Whenever a picture appears, leave it out while repeating all the other data exactly.
•••••
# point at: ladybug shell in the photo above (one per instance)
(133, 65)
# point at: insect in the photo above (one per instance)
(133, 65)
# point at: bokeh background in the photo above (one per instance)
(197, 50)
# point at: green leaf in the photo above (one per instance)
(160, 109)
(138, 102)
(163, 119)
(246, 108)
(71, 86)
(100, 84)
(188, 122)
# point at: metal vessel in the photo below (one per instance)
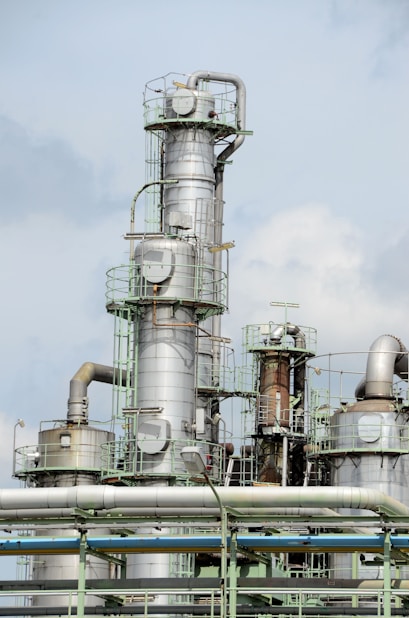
(303, 510)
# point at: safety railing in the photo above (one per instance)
(158, 94)
(130, 458)
(198, 285)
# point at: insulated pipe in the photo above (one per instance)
(102, 497)
(192, 83)
(159, 512)
(387, 356)
(77, 402)
(343, 543)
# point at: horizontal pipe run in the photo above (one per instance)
(196, 610)
(344, 543)
(265, 584)
(100, 497)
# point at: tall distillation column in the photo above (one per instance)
(368, 442)
(280, 352)
(176, 290)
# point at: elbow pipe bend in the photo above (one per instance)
(192, 83)
(387, 357)
(87, 373)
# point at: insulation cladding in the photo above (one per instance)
(166, 335)
(68, 455)
(369, 447)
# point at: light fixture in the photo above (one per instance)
(224, 247)
(193, 460)
(65, 440)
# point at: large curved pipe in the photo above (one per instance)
(192, 83)
(102, 497)
(77, 402)
(387, 356)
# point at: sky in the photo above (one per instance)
(316, 199)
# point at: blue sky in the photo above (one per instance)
(316, 199)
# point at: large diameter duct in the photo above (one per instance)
(369, 440)
(78, 399)
(105, 497)
(387, 356)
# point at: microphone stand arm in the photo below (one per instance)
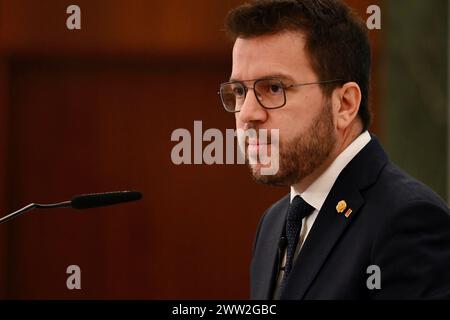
•••••
## TASK RESPONSE
# point at: ladybug shell in the photo above (one per instance)
(133, 65)
# point at: insect in the photo above (one per instance)
(133, 65)
# point at: bokeh background in the photo above (one per instance)
(197, 50)
# point at: green leaf in the photo above (one per instance)
(160, 109)
(138, 102)
(163, 119)
(246, 108)
(71, 86)
(100, 84)
(188, 122)
# point at: metal vessel in the photo below (one per instance)
(303, 510)
# point at: safety railing in the photo above (one per instance)
(158, 94)
(130, 458)
(198, 285)
# point at: insulated pipe in the photo above (one per instance)
(102, 497)
(192, 83)
(159, 512)
(387, 356)
(77, 402)
(343, 543)
# point at: horizontal pipe run in the photo above (one per instance)
(196, 610)
(344, 543)
(265, 584)
(100, 497)
# point at: tall distillation column in the photo above (one per instance)
(368, 442)
(280, 352)
(176, 290)
# point at: elbow pipe bend in the photo above (one per instance)
(192, 83)
(387, 357)
(87, 373)
# point at: insulation cladding in the photo above (one per instance)
(166, 335)
(68, 455)
(369, 447)
# point at: light fixture in the photo above (one per instance)
(224, 247)
(193, 460)
(65, 440)
# point at: large curved pipe in the photo above (one per instance)
(192, 83)
(102, 497)
(77, 402)
(387, 356)
# point at: sky in the photo above (one per instance)
(316, 199)
# point at: blue sky in the photo above (one per instance)
(316, 199)
# point at: large diameter duct in the photo above (one per instance)
(369, 440)
(78, 399)
(105, 497)
(387, 356)
# point at: microphone stand arm in the photo below (one per instance)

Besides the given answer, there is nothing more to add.